▸ **CONSIGNA 1**: ¿Puedes devolver de forma literal el fragmento del texto sobre la sensibilidad infantil que va entre "Baudrillard, Simulacros y" y "la sensibilidad infantil.", ambos incluidos?

Baudrillard, Simulacros y simulación ,1981, p. 1
Hoy quiero invitarlos a
reflexionar sobre un asunto extremadamente urgente en nuestro presente, a
saber, la destrucción sistemática y deliberada de la sensibilidad infantil.
Bien sabemos que la infancia es una etapa fundacional de la experiencia humana,
pero hoy se encuentra inmersa en un océano digital que, paradójicamente,
amenaza con anestesiar su capacidad de asombro y conexión con el mundo real.
Plataformas como YouTube y diversos juegos online, diseñados con una astuta
ingeniería de la atención, generan en los infantes una adicción voraz, un
secuestro de su foco cognitivo que los aísla progresivamente de la riqueza
sensorial y emocional de su entorno inmediato. Esta inmersión constante en
estímulos virtuales, a menudo carentes de la complejidad y el matiz de la
realidad, erosiona su sensibilidad, embotando su capacidad de empatía y su
percepción de las sutilezas del mundo que los rodea.
No debemos caer en la
ingenuidad de pensar que esta problemática es una mera consecuencia del avance
de la tecnología, sino que, como señala el filósofo Byung-Chul Han en su
análisis de la sociedad del cansancio, vivimos en una "sociedad del
rendimiento", donde la hiperestimulación y la gratificación inmediata se
erigen como valores supremos. Esta lógica se infiltra fácilmente en el diseño
de los contenidos digitales dirigidos a la infancia, priorizando la adicción
por sobre el desarrollo integral. También, tal y como advierte Sherry Turkle en
su obra "Alone together", la tecnología promete conexión mientras que
al mismo tiempo conduce al aislamiento y a una disminución de la capacidad para
la intimidad y la comprensión emocional profunda. Concretamente, Turkle
sostiene que "hemos creado redes digitales que nos hacen sentir
que estamos juntos, pero que en realidad nos están separando" (op.

▸ **DATOS DE ENTRADA**:
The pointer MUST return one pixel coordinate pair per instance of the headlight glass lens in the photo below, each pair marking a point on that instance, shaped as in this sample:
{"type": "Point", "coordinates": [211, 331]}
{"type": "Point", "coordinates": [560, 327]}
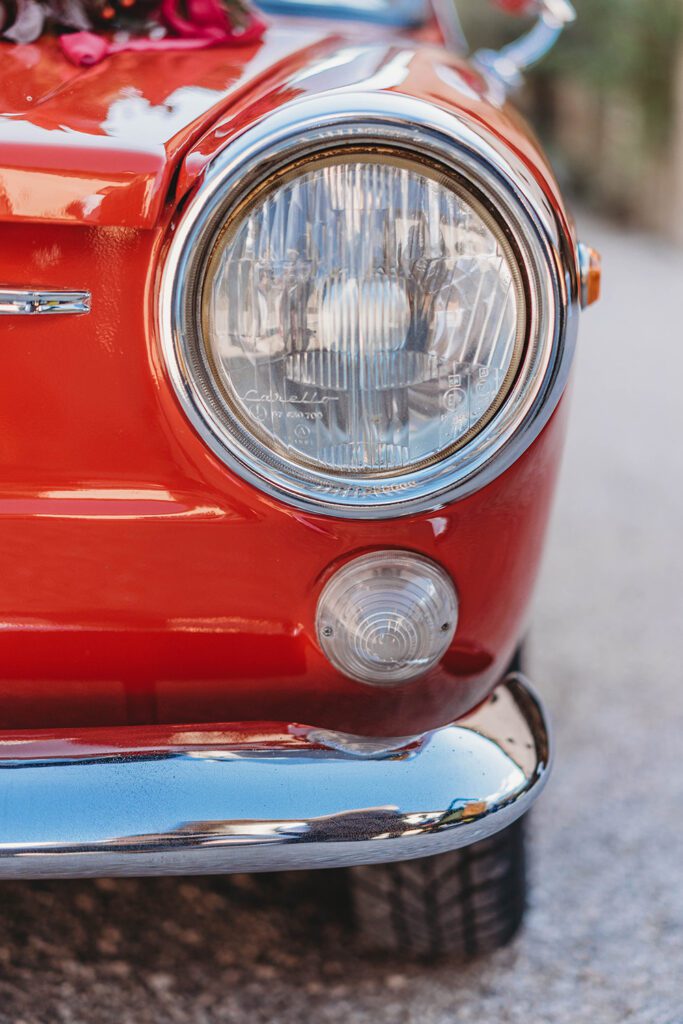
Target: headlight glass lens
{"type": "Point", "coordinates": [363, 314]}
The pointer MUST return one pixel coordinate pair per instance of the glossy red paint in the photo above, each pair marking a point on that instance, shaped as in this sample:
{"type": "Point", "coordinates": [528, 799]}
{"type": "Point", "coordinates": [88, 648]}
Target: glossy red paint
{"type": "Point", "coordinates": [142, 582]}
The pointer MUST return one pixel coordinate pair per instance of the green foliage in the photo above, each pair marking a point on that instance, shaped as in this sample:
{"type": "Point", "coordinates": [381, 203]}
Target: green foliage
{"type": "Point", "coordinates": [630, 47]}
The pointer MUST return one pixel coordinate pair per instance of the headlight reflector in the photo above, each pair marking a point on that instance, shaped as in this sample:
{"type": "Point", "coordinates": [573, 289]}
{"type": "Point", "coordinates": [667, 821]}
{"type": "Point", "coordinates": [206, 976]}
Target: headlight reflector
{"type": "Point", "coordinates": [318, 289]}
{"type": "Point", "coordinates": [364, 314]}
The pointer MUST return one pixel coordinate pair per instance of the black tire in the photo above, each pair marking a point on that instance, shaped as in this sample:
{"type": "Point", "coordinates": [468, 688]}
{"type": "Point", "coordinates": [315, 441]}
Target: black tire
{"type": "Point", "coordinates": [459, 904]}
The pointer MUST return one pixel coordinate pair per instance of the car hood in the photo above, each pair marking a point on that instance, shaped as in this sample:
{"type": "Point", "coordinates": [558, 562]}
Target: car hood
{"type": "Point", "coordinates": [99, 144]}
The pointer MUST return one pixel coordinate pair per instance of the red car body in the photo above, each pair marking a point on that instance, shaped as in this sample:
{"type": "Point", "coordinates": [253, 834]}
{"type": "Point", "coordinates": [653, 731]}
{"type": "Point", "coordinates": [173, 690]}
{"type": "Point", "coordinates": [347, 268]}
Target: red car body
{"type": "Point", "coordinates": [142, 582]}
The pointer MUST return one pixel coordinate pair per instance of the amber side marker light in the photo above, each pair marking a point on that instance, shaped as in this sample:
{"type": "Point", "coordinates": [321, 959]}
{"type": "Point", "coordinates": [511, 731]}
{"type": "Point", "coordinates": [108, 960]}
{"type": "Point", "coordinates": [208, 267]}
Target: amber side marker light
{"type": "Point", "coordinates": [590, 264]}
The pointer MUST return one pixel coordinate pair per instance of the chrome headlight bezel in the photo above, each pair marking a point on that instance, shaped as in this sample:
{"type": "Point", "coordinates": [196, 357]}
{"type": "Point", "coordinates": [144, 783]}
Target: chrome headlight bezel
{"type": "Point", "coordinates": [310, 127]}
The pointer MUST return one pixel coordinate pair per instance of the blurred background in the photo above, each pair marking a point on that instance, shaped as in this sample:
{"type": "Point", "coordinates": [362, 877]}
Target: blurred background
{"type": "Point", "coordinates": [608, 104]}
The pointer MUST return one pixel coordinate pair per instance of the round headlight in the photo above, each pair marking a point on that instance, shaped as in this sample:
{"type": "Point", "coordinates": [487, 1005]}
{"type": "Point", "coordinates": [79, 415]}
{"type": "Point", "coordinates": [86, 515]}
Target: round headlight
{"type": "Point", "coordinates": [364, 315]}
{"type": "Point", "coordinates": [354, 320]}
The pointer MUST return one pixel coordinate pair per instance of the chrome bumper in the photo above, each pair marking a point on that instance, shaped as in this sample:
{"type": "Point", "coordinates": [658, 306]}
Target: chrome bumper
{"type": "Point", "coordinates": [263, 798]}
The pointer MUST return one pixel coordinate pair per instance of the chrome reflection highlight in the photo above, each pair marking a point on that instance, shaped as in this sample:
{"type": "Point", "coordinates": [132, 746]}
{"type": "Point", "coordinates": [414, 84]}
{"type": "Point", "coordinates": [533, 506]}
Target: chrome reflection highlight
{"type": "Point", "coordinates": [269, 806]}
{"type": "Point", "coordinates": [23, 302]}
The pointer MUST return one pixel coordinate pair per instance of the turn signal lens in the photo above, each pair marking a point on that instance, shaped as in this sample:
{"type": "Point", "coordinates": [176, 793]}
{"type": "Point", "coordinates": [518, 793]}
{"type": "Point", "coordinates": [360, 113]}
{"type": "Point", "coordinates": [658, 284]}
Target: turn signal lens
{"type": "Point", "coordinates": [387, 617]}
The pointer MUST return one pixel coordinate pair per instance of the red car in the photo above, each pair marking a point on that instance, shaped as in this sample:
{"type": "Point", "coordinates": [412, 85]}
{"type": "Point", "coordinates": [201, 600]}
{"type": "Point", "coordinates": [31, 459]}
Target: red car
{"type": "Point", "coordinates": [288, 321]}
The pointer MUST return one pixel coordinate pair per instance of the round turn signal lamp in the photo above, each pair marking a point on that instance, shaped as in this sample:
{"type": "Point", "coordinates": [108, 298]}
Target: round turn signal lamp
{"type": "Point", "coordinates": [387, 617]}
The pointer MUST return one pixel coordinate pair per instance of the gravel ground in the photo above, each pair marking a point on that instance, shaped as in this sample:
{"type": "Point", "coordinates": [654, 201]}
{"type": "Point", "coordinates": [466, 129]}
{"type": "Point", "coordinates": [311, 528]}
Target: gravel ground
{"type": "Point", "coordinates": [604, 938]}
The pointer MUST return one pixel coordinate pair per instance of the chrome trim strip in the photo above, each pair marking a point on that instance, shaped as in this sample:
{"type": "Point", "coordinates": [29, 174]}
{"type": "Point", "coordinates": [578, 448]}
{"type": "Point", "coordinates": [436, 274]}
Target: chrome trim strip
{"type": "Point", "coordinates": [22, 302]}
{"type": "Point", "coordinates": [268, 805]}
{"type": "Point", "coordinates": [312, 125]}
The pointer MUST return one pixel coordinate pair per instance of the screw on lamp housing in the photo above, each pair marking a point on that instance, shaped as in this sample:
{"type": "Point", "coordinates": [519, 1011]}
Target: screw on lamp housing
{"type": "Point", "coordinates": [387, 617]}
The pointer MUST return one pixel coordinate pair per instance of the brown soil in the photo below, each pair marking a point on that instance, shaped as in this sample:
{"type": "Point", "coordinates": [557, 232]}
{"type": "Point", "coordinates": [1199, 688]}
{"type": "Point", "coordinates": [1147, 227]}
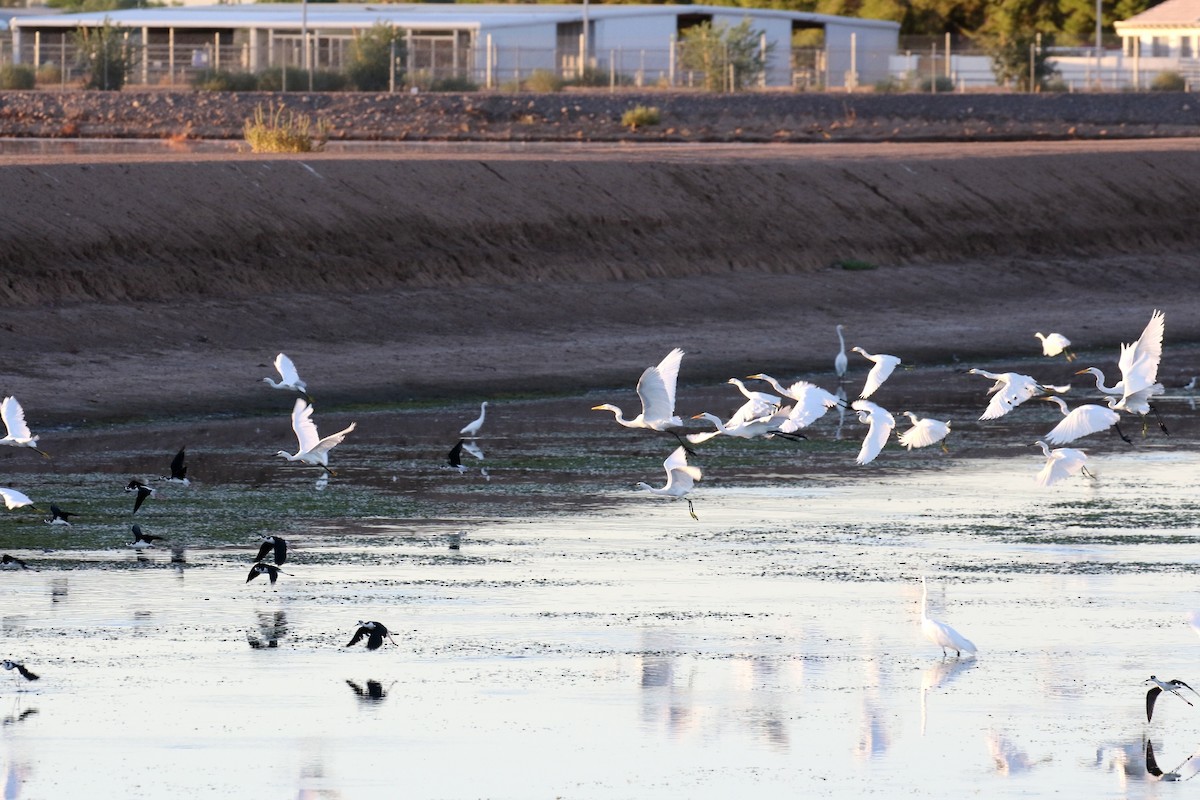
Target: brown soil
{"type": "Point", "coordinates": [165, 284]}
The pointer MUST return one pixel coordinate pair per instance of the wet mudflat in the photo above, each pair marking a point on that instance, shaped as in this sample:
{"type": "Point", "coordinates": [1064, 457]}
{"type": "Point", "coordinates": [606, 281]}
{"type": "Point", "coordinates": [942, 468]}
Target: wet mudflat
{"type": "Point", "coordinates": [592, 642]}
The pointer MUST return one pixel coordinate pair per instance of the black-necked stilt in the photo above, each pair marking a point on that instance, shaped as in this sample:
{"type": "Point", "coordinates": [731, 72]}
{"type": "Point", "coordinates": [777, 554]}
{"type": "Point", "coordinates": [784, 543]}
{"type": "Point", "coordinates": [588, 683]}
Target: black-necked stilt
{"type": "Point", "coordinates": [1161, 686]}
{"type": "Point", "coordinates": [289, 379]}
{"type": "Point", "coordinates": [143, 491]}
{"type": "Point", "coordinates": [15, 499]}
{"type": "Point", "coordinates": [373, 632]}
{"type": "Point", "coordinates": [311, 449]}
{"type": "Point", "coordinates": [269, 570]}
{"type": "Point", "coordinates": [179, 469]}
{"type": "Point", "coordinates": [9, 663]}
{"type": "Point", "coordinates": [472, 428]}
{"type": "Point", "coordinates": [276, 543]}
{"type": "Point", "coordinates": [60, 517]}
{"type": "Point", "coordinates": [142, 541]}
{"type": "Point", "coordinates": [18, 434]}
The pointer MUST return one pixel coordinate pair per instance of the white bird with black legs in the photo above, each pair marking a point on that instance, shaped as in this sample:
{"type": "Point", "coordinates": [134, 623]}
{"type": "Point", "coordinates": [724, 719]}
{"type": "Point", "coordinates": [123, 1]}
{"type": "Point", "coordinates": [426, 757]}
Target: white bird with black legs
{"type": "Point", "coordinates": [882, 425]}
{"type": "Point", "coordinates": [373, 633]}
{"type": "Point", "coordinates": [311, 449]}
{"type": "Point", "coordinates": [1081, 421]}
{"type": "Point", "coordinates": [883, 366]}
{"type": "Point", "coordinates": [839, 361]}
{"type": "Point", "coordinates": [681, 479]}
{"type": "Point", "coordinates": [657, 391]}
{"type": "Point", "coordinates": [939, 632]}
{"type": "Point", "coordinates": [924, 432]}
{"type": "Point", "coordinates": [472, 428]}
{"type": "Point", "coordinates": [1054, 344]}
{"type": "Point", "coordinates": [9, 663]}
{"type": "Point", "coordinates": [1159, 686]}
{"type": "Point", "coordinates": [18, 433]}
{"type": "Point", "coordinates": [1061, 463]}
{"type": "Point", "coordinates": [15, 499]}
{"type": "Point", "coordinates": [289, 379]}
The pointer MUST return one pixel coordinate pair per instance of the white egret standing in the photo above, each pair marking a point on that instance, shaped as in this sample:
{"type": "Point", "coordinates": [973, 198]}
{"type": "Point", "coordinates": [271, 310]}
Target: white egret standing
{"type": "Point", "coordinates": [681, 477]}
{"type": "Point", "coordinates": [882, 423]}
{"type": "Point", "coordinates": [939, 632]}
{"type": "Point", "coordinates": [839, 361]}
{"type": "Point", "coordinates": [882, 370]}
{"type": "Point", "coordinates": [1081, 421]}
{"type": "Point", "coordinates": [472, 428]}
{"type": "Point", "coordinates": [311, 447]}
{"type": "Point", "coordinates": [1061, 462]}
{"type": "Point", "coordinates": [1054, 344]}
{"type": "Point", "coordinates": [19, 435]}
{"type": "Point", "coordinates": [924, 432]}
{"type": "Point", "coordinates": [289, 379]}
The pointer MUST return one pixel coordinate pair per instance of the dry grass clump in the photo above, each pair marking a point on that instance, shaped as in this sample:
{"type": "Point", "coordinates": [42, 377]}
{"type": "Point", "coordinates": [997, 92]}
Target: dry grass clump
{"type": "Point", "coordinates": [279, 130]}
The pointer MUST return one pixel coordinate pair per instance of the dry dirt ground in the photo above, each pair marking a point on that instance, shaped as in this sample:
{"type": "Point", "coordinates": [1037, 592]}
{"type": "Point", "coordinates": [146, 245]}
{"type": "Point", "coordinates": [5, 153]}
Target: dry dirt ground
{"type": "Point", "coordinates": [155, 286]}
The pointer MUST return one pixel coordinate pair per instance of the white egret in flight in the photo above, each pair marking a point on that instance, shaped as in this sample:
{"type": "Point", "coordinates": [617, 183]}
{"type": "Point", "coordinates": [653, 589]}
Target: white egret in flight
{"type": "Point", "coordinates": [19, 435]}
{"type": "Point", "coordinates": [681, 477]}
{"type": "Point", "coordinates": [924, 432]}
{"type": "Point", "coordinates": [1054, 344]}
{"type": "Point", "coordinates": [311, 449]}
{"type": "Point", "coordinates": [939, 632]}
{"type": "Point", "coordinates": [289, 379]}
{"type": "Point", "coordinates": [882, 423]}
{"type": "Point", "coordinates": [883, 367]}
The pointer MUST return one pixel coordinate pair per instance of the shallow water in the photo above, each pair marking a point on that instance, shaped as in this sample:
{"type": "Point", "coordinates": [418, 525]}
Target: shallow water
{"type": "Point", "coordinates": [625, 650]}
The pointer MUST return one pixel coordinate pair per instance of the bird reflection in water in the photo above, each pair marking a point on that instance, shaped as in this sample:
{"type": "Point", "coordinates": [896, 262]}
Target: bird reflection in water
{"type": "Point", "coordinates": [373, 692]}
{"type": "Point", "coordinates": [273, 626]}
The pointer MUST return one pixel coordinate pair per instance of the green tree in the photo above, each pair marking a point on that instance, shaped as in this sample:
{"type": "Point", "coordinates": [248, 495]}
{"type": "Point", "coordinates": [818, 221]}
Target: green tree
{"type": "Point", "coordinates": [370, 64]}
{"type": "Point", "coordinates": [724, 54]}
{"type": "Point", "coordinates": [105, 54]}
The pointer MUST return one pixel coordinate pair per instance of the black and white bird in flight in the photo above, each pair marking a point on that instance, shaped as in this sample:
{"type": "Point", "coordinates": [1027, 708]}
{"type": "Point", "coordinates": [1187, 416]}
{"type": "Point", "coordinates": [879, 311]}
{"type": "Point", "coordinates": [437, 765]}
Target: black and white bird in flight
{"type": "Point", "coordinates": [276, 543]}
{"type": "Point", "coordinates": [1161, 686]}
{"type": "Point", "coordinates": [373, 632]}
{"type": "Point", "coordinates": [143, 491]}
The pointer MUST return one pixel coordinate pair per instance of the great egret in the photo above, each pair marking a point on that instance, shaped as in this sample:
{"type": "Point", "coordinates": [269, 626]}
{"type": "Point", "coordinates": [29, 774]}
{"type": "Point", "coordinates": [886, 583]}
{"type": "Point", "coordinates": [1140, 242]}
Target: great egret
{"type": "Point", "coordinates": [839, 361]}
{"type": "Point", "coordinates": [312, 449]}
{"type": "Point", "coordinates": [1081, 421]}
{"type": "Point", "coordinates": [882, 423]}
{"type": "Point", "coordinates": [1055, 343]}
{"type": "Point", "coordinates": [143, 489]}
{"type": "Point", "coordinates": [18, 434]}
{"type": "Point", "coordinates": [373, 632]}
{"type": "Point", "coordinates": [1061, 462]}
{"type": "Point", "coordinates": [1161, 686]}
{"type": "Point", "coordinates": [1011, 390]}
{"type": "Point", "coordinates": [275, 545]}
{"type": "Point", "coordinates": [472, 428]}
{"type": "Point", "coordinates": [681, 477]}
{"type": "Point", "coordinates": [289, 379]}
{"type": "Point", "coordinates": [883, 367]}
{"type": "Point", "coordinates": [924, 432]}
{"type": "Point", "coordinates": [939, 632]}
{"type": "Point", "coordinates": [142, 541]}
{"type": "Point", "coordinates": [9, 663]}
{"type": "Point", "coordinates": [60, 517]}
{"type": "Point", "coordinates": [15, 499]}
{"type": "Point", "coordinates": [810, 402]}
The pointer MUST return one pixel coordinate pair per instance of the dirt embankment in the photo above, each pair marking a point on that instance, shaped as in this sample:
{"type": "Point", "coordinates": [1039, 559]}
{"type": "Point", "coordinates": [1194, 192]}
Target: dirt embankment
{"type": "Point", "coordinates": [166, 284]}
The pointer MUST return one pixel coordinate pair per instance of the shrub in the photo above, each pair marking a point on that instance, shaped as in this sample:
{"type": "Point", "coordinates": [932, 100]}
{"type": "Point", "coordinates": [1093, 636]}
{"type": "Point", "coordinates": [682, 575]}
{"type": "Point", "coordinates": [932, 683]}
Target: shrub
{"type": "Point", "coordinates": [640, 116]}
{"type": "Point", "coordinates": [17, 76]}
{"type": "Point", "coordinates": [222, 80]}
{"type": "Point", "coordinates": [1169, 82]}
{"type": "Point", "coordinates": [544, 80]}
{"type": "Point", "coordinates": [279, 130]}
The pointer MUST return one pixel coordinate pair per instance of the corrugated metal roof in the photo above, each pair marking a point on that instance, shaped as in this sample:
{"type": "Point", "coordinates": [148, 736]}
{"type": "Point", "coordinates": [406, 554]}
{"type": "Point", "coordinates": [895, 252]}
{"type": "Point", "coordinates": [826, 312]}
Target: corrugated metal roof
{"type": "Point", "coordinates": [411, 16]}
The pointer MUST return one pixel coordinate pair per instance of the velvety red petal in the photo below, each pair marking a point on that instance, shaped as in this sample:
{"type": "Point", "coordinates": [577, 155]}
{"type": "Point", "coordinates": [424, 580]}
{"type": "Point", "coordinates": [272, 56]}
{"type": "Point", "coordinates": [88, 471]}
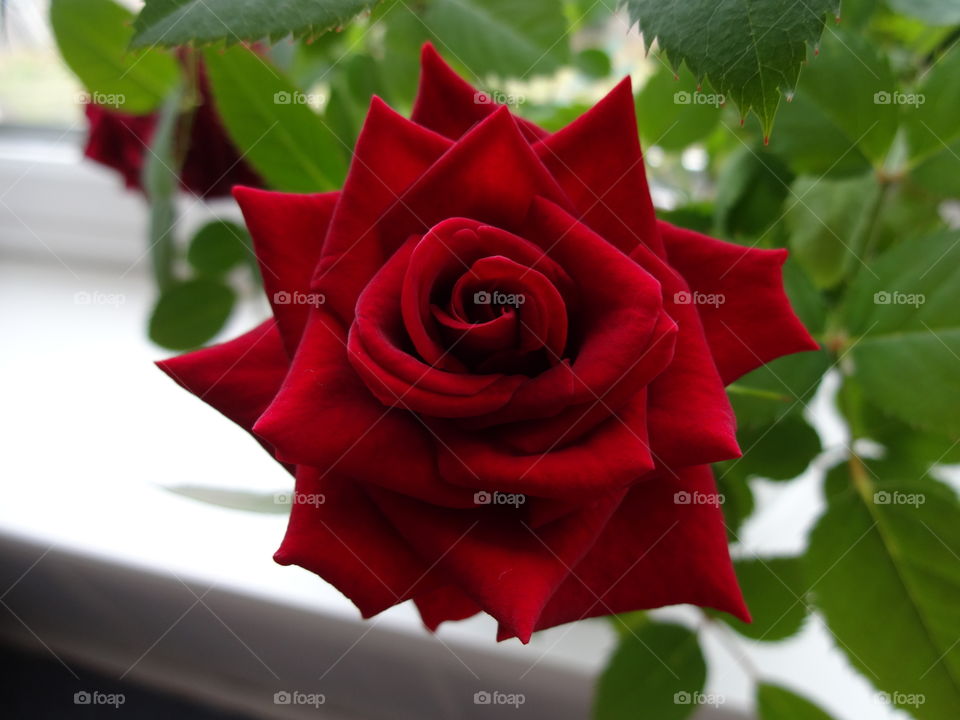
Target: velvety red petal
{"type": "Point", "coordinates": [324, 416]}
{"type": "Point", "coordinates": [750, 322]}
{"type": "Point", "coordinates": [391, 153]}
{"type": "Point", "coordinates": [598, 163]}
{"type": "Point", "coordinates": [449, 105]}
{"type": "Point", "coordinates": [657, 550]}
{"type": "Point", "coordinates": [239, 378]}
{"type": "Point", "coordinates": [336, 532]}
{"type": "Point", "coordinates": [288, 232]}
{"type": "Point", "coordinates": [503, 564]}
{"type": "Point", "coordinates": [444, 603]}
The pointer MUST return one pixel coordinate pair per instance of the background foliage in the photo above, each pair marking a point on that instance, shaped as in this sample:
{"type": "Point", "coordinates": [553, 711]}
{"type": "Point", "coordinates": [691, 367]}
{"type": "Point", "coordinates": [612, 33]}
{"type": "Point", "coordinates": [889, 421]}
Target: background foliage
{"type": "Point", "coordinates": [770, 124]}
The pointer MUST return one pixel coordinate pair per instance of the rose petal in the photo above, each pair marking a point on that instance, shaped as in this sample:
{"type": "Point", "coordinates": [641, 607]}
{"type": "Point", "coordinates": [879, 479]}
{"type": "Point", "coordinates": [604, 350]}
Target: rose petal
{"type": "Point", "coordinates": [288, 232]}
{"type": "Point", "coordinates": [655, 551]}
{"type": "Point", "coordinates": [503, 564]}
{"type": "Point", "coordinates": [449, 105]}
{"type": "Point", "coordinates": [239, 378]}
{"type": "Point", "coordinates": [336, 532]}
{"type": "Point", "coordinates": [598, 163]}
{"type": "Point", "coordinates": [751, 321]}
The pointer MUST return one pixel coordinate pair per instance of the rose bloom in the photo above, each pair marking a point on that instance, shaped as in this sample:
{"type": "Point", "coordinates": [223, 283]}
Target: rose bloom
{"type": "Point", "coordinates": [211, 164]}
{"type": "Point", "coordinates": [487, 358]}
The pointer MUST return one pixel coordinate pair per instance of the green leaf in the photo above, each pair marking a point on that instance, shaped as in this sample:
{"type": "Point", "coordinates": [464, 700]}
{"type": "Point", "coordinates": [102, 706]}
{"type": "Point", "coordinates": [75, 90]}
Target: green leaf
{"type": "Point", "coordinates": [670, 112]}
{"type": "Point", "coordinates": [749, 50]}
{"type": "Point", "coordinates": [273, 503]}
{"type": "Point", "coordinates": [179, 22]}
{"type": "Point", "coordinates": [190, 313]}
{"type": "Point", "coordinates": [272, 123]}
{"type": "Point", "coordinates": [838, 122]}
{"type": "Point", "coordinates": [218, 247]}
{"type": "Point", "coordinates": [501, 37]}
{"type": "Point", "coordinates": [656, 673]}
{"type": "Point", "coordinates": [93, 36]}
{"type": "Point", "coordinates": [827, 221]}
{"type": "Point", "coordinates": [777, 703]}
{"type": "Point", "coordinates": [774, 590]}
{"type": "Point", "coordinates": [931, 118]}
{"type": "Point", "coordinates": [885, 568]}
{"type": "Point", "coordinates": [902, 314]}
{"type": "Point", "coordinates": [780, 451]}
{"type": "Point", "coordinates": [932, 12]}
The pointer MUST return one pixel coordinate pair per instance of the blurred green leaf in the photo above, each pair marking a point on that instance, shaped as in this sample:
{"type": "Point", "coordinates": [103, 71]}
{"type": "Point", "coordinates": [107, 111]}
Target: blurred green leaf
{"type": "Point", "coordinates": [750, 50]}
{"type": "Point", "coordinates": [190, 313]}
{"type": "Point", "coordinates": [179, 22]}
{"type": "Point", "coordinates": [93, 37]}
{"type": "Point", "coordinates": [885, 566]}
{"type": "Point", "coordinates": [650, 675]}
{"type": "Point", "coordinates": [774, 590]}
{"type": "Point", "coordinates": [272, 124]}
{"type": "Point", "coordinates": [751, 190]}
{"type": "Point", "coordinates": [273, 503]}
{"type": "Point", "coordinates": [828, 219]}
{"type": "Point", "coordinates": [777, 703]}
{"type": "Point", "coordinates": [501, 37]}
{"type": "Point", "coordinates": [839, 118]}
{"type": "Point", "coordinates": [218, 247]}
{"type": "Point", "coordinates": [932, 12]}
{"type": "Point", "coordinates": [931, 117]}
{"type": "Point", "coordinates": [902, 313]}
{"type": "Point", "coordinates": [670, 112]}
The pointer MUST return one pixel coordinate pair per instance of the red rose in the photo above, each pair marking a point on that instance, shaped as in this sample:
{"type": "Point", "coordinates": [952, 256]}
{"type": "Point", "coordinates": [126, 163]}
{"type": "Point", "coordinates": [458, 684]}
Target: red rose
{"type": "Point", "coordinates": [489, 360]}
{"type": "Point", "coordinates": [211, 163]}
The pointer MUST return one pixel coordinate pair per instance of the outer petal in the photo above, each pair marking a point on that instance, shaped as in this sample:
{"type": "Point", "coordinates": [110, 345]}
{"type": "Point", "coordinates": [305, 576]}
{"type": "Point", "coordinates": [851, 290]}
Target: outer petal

▸ **CONSIGNA 2**: ¿Puedes reescribir únicamente las líneas del listado comprendidas entre la que contiene "of the outer" y el final del listado, ambas incluidas, sustituyendo "outer petal" por "inner petal" y sin cambiar nada más?

▸ **RESPUESTA CORRECTA 1**:
Baudrillard, Simulacros y simulación ,1981, p. 1
Hoy quiero invitarlos a
reflexionar sobre un asunto extremadamente urgente en nuestro presente, a
saber, la destrucción sistemática y deliberada de la sensibilidad infantil.

▸ **RESPUESTA CORRECTA 2**:
The pointer MUST return one pixel coordinate pair per instance of the inner petal in the photo above, each pair marking a point on that instance, shaped as in this sample:
{"type": "Point", "coordinates": [110, 345]}
{"type": "Point", "coordinates": [305, 576]}
{"type": "Point", "coordinates": [851, 290]}
Target: inner petal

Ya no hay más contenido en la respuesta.